QUOTED TEXT:
- - - -

Eventually, the decision was made to build a purpose-designed building on land owned by Council beside the Museum. David Woodall, former project manager for the Anglican Archive, was engaged by Chris as a consultant. This was very beneficial at that early stage because he had already overseen the building of an archive and was aware of all the specific needs for this type of building. He introduced us to architect John Sinclair from the award-winning firm Architectus in Auckland and who had also been involved with the Anglican archive.

In 2003, a charitable trust was formed – The Coromandel Heritage Trust. An Executive Committee was also formed, of which I was a member for sixteen years. In August 2004, we had a ‘launch’ to which the community was invited.

The public launch of The Treasury Project, Council Chambers, Thames, 2004.
Source: G Dunwoodie.

Window Display, Pollen Street, 2004.
Source: G Dunwoodie.

Council provided us with a section beside the Museum on Pollen Street, and we started to raise money for a research centre with an archive room. Fundraising was difficult because we had nothing to show potential donors. They wondered if it would actually come to pass. We publicised our project wherever we could – displays, speaking to community groups, handing out information brochures, handing out Pioneer Family forms.

Early in the Trust’s story (2005), I was approached by Kae Lewis who wanted to know why we didn’t have a website to help advertise what we were doing. I told her that I had prepared several pages in anticipation but because of priorities, we didn’t have the funds for a website. Kae immediately offered to design a website, and generously she and husband Evan paid for hosting it – and still do. This site did exactly what she said it would do, attracted interest, members and donations of records. Years later, Kae still continues as webmaster and editor of the very interesting online Journal. Kae’s husband Evan also began to play a large part in the website after The Treasury opened. With a background in IT, Evan manages the online data base. With Pauline Stammers spending hours entering and sending Evan indexing records from this end, the online data base called The Treasury Index currently holds references to 500,000 fully searchable names of people and places. The Treasury website is highly thought-of and much praised. Although Kae and Evan are kiwis living in America, they are so easy to work with. If I hit the right time of the day, I can email and ask Kae to add or delete something, and within half an hour I get an email back saying 'Done'. This is as good as it gets. Kae and Evan’s dedication to the website has helped raise the profile of The Treasury, and I have always hugely appreciated their support and enthusiasm.

At about this time, Linda Hansen, a kiwi living in Switzerland, offered to digitise our collection of Pioneer Register forms so we could put them on a computer at The Treasury, and also add them to The Treasury Index online. Once she started doing this, she became very interested in researching all she could find about each family and adding it to the computer programme. Linda donated the programme this is stored on, and she updates it each year when she visits New Zealand. The first gentleman to use this resource at The Treasury was extremely happy to pay $60 for downloading all his family information. Great for The Treasury and a real validation of all the work Linda does.

- - - -

EXCERPTED DATA:
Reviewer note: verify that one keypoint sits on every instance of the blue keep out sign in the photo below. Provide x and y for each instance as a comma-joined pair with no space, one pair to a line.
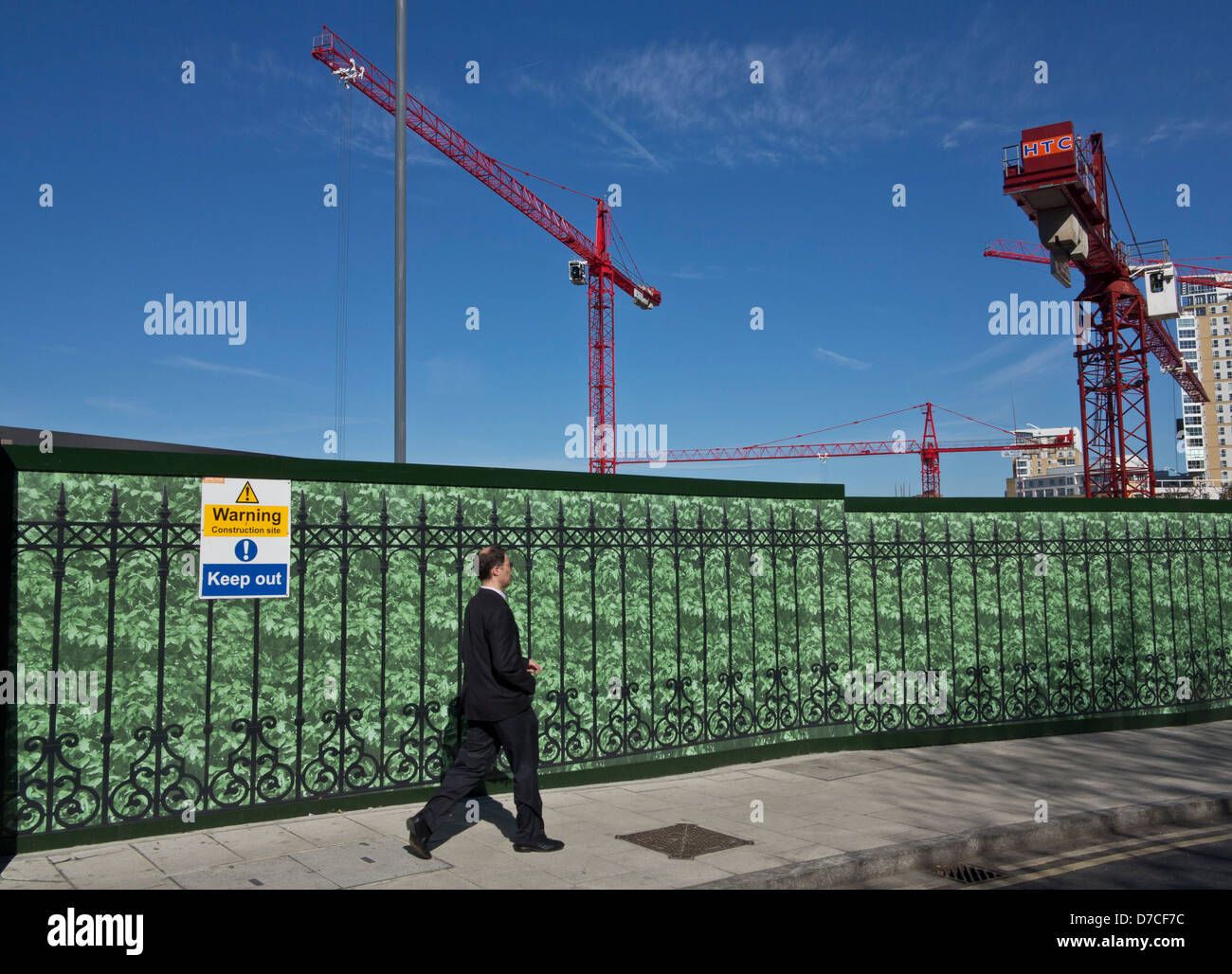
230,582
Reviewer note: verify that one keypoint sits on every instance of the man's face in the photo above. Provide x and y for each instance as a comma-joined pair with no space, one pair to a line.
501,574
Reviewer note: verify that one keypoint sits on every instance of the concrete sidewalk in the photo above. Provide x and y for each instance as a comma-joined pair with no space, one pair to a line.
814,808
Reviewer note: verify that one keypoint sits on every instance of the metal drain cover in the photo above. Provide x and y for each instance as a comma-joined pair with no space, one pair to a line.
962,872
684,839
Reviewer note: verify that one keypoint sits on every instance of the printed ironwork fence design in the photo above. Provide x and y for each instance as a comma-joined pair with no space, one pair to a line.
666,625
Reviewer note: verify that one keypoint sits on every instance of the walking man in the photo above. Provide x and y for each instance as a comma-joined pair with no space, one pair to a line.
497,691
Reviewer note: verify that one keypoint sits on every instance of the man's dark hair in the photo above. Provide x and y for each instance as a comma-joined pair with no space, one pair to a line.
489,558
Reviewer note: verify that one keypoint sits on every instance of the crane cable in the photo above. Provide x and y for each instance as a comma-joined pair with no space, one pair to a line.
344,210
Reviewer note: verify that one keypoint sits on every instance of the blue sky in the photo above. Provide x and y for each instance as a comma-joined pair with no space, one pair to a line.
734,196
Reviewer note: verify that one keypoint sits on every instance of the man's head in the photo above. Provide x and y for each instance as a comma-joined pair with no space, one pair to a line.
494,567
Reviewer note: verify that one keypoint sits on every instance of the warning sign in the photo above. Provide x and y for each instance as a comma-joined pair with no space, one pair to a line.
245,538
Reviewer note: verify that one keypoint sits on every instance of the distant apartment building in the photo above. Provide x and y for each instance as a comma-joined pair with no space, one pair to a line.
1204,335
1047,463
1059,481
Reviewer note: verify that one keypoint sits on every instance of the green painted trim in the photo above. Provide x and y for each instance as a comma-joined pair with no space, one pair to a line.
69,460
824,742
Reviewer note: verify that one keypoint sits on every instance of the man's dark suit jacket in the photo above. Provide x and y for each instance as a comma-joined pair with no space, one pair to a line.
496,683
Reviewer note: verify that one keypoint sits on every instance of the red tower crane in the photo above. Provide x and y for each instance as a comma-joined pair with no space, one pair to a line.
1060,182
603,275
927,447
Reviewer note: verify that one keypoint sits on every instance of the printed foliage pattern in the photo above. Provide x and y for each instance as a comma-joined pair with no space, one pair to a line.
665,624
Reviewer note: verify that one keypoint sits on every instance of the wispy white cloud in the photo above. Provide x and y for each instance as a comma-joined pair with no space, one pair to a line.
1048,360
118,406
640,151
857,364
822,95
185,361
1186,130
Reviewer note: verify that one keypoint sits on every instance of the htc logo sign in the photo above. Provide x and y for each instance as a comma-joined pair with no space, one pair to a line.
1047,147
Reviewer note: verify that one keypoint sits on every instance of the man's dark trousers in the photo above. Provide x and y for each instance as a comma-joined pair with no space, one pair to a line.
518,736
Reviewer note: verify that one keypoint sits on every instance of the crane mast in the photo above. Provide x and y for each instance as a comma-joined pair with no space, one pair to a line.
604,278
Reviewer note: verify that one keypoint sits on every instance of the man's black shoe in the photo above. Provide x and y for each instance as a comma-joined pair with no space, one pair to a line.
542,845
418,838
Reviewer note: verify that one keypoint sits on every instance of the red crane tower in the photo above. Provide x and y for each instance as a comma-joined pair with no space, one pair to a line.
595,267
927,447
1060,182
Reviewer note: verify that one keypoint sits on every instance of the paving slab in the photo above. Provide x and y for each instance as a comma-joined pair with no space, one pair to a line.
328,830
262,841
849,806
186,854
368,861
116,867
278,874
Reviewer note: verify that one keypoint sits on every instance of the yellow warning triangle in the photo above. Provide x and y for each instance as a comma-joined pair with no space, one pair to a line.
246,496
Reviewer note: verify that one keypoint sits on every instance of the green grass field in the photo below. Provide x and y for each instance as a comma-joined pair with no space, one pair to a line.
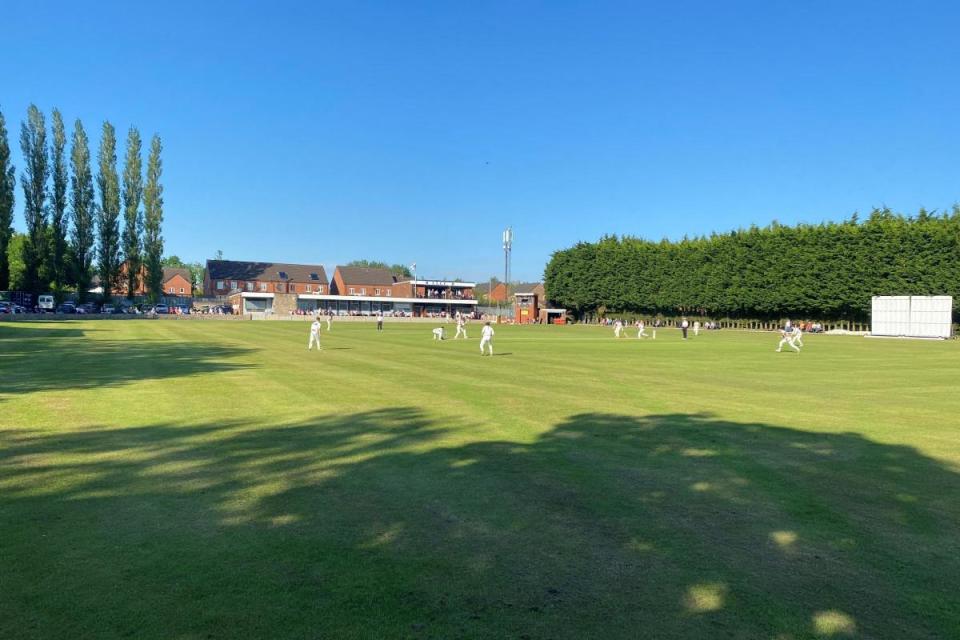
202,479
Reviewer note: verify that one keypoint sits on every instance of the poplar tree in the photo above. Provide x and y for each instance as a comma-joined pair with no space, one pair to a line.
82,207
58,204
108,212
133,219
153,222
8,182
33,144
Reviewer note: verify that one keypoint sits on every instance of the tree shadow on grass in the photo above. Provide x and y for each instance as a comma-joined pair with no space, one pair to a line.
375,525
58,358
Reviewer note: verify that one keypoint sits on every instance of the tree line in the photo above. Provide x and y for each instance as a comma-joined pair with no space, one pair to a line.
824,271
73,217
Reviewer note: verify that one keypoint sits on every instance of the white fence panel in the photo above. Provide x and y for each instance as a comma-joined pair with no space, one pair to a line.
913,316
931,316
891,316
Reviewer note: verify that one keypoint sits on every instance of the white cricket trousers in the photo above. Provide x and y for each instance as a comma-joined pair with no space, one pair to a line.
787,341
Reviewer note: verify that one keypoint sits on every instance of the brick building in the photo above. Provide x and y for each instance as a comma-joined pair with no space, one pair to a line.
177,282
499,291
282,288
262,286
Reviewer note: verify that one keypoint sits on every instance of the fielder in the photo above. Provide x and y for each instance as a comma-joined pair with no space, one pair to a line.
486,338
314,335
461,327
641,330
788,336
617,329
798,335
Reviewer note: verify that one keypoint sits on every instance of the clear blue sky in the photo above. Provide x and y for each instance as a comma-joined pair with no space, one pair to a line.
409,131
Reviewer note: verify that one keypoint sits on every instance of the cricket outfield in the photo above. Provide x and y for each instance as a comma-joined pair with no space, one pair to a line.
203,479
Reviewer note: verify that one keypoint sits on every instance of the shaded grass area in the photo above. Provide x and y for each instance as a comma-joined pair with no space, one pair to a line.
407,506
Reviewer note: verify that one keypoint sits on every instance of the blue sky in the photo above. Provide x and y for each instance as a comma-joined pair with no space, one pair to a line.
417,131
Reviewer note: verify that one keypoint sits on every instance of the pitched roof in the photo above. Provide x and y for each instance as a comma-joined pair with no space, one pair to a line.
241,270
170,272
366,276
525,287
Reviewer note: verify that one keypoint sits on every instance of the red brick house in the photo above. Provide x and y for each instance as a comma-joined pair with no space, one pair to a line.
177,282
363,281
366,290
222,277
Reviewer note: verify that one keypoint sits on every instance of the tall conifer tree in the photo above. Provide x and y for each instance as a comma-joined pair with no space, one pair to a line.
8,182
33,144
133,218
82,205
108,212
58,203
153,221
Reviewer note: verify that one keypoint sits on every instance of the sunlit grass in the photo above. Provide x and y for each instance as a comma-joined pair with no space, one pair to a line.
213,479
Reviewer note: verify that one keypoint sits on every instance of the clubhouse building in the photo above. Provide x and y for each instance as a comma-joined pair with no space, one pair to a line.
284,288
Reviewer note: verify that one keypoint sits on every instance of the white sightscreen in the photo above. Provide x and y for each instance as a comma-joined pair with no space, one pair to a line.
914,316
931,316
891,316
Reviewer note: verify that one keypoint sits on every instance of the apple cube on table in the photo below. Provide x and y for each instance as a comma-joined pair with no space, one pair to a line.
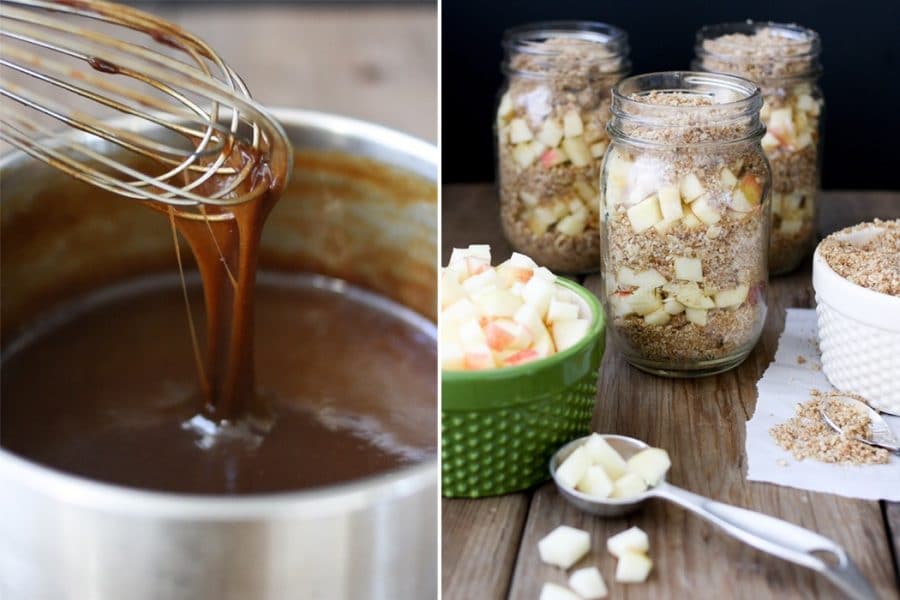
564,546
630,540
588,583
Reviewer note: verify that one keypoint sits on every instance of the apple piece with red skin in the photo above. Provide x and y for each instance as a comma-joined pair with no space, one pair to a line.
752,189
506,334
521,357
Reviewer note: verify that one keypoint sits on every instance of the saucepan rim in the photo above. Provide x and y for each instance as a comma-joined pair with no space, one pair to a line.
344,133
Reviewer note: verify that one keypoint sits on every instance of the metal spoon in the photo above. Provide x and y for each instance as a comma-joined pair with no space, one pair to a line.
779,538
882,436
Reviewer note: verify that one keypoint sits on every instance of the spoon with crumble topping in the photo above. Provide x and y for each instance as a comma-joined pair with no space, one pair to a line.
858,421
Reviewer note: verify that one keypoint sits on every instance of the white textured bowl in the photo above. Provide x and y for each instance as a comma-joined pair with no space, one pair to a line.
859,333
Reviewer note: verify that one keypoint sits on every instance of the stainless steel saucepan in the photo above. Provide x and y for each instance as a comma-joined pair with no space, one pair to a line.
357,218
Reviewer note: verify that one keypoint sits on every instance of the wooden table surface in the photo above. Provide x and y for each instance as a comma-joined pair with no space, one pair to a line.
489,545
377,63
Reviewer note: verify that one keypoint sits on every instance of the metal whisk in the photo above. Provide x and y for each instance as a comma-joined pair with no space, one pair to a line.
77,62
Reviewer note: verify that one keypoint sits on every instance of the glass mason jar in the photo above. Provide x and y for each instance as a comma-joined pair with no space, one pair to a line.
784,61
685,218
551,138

- - - -

EXERCISE TASKS:
(1) According to the account of The Treasury, what name was given to the charitable trust formed in 2003?
(2) Decide whether each statement agrees with the account of The Treasury, answering yes or no and quoting the words that settle it: (a) David Woodall had previously been project manager for the Anglican Archive. (b) Kae and Evan Lewis live in Switzerland. (c) The Treasury Index holds references to 500,000 names.
The data shown with this text was taken from a separate source.

THE SOLUTIONS:
(1) The Coromandel Heritage Trust.

(2)
(a) Yes: "David Woodall, former project manager for the Anglican Archive"
(b) No: "Although Kae and Evan are kiwis living in America"
(c) Yes: "currently holds references to 500,000 fully searchable names of people and places"